==== Raw records ====

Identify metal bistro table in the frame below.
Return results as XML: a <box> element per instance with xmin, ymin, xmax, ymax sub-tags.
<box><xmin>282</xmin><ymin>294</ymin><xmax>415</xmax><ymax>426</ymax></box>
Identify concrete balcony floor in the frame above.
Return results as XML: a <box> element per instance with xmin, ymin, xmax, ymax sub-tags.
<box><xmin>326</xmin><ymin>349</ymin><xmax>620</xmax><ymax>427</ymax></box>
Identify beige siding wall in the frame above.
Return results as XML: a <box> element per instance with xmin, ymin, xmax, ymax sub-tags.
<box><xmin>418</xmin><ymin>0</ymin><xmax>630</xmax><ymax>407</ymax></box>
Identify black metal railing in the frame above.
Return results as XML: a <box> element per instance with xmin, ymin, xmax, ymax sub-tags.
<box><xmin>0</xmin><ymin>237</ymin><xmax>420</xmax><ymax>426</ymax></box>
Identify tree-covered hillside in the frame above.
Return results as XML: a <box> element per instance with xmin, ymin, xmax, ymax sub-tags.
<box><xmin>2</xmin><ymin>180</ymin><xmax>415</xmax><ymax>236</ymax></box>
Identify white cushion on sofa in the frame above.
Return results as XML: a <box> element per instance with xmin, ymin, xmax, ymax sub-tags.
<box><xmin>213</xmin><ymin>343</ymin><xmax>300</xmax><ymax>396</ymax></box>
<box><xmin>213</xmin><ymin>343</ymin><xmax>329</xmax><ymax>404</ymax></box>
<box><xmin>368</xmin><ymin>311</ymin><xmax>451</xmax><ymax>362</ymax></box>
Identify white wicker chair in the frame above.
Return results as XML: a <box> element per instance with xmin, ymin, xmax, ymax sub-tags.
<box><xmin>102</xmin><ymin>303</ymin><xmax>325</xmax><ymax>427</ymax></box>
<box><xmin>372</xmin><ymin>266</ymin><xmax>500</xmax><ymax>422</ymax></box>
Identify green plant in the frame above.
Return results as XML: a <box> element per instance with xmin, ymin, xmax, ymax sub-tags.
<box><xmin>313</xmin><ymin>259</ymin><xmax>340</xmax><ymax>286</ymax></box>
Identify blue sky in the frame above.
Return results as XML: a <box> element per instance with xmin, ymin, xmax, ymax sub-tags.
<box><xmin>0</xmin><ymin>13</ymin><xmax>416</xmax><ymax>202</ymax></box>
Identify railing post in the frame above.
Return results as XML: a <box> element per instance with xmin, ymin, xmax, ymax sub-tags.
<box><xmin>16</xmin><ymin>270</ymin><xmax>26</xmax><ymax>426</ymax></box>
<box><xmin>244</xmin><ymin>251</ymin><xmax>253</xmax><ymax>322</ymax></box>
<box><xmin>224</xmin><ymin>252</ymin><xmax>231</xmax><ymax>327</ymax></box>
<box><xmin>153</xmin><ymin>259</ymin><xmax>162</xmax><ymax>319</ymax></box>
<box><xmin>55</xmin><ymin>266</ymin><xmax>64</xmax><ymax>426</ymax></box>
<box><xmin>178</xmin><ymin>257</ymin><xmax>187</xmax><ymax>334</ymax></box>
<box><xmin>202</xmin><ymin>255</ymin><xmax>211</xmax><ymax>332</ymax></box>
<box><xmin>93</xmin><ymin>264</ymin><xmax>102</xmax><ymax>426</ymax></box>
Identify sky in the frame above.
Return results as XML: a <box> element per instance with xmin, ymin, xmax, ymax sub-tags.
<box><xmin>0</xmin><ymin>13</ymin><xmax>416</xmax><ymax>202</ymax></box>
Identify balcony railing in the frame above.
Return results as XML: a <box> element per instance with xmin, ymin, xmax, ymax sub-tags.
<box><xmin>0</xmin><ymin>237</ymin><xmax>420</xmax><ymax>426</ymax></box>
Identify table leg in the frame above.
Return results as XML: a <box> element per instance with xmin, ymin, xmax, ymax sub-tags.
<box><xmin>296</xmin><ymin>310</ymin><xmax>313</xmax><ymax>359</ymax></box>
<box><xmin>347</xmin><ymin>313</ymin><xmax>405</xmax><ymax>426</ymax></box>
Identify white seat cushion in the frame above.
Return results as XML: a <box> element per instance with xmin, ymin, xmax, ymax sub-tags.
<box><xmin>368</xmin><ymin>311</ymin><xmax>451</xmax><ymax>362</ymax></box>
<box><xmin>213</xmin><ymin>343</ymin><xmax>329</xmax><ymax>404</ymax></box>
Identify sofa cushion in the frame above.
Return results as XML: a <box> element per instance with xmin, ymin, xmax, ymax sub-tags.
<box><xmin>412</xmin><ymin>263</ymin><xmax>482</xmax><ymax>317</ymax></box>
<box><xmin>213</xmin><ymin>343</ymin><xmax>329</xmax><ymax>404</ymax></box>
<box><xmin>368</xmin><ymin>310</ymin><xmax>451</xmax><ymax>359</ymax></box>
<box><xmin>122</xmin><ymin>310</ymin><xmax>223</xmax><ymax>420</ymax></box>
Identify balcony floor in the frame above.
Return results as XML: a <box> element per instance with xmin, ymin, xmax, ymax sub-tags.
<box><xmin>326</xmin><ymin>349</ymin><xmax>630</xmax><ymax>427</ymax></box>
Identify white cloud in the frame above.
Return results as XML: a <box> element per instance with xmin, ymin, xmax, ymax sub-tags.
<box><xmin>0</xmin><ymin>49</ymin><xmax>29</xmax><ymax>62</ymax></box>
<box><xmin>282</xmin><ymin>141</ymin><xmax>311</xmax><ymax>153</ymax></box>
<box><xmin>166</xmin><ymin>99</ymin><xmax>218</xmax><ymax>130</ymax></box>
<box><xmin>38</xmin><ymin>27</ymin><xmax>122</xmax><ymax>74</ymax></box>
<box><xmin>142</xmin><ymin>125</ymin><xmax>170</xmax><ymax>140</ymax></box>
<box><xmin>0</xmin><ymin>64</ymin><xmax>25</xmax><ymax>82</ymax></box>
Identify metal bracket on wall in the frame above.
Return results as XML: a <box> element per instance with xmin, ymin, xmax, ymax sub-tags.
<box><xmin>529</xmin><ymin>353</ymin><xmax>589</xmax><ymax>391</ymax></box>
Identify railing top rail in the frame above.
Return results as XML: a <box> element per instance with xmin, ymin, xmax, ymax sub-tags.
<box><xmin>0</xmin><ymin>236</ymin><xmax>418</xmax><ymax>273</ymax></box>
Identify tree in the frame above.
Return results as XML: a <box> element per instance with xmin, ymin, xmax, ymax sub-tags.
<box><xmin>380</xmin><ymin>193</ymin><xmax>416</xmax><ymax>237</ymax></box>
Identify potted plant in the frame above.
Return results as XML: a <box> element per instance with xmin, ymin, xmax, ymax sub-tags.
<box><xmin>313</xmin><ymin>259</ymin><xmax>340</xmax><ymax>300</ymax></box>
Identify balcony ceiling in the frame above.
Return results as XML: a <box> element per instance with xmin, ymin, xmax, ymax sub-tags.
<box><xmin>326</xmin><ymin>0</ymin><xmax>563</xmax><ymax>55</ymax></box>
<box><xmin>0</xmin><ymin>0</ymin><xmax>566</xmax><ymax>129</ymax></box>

====

*What to work on:* Select every line in the rows above that contains the string "sofa", and copy each such line. Matching is case-sensitive.

*Task output:*
Identify white cushion on sofa in the frame above.
Identify sofa cushion in the frame above.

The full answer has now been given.